Supplied data.
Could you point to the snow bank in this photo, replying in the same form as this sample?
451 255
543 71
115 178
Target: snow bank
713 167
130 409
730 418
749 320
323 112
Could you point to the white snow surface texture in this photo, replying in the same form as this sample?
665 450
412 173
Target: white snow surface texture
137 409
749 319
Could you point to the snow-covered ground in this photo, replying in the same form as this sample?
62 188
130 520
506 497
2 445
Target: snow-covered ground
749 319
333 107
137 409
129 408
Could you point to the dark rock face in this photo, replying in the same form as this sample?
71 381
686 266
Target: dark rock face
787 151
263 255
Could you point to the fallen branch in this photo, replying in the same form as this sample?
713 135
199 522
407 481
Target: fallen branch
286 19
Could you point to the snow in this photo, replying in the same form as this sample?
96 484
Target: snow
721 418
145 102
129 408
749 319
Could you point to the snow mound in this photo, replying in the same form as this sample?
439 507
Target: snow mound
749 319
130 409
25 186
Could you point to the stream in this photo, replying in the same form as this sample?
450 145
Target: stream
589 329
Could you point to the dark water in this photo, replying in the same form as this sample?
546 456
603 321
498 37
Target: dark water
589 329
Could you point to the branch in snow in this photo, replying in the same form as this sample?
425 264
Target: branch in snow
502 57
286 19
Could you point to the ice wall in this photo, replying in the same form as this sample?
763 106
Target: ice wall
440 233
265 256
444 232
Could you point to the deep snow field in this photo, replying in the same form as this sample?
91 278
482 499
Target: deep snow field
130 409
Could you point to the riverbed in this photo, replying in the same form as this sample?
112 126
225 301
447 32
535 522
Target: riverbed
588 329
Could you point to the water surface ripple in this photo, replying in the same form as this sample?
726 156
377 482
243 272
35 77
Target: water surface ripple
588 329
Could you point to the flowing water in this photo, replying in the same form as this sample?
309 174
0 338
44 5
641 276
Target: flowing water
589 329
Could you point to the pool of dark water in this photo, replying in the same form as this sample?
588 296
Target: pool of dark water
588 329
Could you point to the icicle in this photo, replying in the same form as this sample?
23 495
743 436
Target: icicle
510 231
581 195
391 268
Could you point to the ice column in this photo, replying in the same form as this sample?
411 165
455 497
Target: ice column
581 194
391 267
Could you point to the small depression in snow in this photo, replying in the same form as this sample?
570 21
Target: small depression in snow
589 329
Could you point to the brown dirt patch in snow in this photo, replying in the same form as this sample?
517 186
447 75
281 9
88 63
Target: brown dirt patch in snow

Exercise requirements.
Nothing but the lines from the one with "Could you point to the brown" through the end of the data above should be repeated, each exactly as it stands.

Result for this task.
Could you point to the brown dirt patch in snow in this photo, replying in the same form as this sample?
517 186
447 75
281 9
88 63
Target: brown dirt patch in snow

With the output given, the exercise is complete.